Still, the authors of the report make clear, humans are not powerless. Repairing damaged ecosystems and reducing greenhouse gas emissions dramatically and immediately would spare billions of people from illness, poverty, displacement and death.
Some environmental changes are already irreversible
Some of the most delicate ecosystems have already been irreversibly altered by climate change, with serious implications for global warming later this century.
For example, coral reefs initially adapted to warmer water, but as oceans kept getting hotter in recent years, the reefs were overwhelmed and many have died. The same is true of polar, mountain, wetland and rainforest ecosystems, where temperatures have risen too quickly for plants and animals to adapt. Instead, species have gone extinct, or moved to places with cooler climates.
That ecosystem destruction will affect how much carbon dioxide lingers in the atmosphere, trapping heat.
For example, forests and tundra in North America and Siberia usually soak up carbon dioxide from the atmosphere. But the report notes that as those ecosystems thaw and even burn, they suck up less carbon dioxide and, in some cases, even end up emitting it.
For that reason, protecting natural landscapes far from human settlements is an important way to protect human life and health, too, the report notes.

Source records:
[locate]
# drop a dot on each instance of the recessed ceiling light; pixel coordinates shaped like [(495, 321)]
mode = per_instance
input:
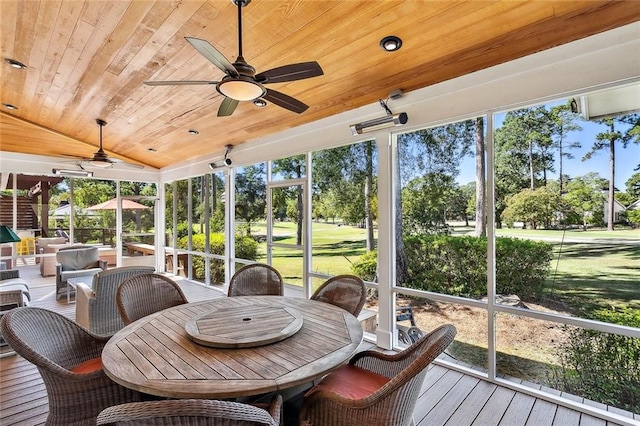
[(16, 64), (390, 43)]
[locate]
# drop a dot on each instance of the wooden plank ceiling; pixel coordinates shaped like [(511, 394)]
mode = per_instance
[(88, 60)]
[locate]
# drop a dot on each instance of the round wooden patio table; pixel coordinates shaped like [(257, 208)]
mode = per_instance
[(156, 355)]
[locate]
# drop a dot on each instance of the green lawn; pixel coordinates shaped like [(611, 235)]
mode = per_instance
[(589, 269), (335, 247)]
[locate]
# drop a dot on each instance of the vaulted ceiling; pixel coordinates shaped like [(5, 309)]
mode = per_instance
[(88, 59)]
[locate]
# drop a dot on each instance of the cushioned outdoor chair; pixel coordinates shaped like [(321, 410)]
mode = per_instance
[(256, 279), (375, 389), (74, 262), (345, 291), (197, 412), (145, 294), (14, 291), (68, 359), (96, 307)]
---
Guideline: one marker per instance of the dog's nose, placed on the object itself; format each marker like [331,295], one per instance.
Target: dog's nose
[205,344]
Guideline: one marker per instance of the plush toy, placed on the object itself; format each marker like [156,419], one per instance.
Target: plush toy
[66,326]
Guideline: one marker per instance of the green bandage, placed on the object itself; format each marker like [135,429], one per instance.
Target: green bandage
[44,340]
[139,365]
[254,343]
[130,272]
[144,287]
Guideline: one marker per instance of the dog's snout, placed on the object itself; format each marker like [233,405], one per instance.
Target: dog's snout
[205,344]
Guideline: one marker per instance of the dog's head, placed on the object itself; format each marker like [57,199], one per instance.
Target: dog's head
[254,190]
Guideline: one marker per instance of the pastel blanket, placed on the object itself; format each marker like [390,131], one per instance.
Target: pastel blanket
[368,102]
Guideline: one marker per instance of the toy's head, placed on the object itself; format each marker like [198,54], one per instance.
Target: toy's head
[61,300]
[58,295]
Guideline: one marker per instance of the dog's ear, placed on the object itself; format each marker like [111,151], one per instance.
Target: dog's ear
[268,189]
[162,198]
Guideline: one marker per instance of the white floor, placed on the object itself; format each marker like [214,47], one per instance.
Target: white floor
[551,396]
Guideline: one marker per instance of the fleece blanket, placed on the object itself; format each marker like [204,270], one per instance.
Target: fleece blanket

REQUIRED WORK:
A. According to the climate report excerpt, what would repairing damaged ecosystems and cutting greenhouse gas emissions spare billions of people from? List each item.
B. Please output, verbatim, the stretch of the records from the line that contains "Guideline: one marker per instance of the green" through the line that contains "Target: fleece blanket", with both of those lines included.
The records are unrelated to the climate report excerpt.

REPLIES:
A.
- Illness
- Poverty
- Displacement
- Death

B.
Guideline: one marker per instance of the green bandage, placed on the object itself; format each marker like [135,429], one per instance.
Target: green bandage
[44,340]
[139,365]
[254,343]
[130,272]
[144,287]
Guideline: one marker per instance of the dog's snout, placed on the object itself; format each marker like [233,405], one per instance.
Target: dog's snout
[205,344]
Guideline: one marker per instance of the dog's head, placed on the object itself; format each marker like [57,199], one per instance.
Target: dog's head
[254,190]
Guideline: one marker per instance of the pastel blanket, placed on the object itself; format each marker like [390,131], one per instance.
Target: pastel blanket
[368,102]
Guideline: one marker per instance of the toy's head, placed on the object itself; format each marker like [198,54], one per instance.
Target: toy's head
[61,300]
[58,295]
Guideline: one marker per instance of the dog's ear, placed on the object itself; format each marker like [111,151], one per instance.
Target: dog's ear
[268,189]
[162,198]
Guideline: one marker per instance of the white floor, placed on the object itself; format each marker like [214,47], one per instance.
Target: white floor
[551,396]
Guideline: one marker per instance of the fleece blanket, placed on the object itself; format each marker like [204,270], one per instance.
Target: fleece blanket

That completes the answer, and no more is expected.